Automatic Titration with Direct Read-out of Chloride Concentration

Ernest Cotlove 1 and Hiroshi H. Nishi 1

1 Laboratory of Kidney and Electrolyte Metabolism, National Heart Institute, and the Clinical Chemistry Service, Clinical Pathology Department, Clinical Center, National Institutes of Health, Bethesda 14, Md.

Direct read-out of chloride concentration is provided by an auxiliary designed for use with the automatic coulometric-amperometric titrator of Cotlove et al. (1). The circuitry, construction, and operation of the auxiliary are described. Automatic titration of samples of biologic fluids such as serum, cerebrospinal fluid, urine, sweat, and gastrointestinal fluids requires no prior preparation and the usual titration is completed within 1 min. The chloride concentration of the sample appears on a digital register directly in milliequivalents per liter. In routine use by various technologists in a clinical chemistry laboratory, the auxiliary-titrator combination has proved to be simple to operate and consistently accurate. The procedure requires only 0.1 ml. of solutions containing 10-400 mEq./L. of chloride (or 1 ml. of solutions with lower concentrations down to 1 mEq./L.). Optimal accuracy with a 0.1-ml. sample was in the concentration range above 40 mEq./L., in which the coefficient of variation was about ± 0.5 per cent.

* EXCERPTED RECORDS

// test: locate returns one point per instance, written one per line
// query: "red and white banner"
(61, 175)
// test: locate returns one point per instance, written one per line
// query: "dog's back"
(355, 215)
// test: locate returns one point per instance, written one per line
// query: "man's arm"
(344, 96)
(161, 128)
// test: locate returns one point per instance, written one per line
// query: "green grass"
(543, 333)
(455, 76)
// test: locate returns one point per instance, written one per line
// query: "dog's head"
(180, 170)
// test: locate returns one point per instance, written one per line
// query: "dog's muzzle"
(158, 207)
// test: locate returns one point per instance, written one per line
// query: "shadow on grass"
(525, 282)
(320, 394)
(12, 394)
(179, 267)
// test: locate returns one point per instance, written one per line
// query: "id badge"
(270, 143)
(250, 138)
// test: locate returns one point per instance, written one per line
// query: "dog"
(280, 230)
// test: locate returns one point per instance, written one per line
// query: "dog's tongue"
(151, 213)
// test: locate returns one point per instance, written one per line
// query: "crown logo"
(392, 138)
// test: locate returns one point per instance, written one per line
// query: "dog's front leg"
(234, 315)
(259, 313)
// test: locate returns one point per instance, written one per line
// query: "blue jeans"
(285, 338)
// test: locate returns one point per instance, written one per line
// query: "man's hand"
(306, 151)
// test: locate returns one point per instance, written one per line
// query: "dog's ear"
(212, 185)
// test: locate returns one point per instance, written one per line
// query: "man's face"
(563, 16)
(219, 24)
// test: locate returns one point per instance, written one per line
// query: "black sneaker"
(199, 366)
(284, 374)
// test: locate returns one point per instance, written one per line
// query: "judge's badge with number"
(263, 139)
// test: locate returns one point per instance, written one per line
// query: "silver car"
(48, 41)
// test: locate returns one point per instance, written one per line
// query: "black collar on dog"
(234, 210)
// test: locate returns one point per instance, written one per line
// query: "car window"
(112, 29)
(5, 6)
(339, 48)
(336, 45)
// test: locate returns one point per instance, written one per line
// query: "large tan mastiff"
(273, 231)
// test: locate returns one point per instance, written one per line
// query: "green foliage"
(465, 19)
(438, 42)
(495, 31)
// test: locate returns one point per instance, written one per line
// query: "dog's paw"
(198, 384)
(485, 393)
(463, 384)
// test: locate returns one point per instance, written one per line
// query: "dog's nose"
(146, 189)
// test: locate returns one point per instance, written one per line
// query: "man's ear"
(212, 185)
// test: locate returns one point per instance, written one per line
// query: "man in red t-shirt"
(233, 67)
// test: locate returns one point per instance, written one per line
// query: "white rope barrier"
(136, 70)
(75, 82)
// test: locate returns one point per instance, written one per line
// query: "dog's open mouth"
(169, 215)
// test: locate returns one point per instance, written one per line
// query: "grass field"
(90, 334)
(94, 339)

* WORK REQUIRED
Transcribe the chloride titration text from "Automatic Titration with" up to and including "Bethesda 14, Md.".

* SOLVED EXERCISE
Automatic Titration with Direct Read-out of Chloride Concentration

Ernest Cotlove 1 and Hiroshi H. Nishi 1

1 Laboratory of Kidney and Electrolyte Metabolism, National Heart Institute, and the Clinical Chemistry Service, Clinical Pathology Department, Clinical Center, National Institutes of Health, Bethesda 14, Md.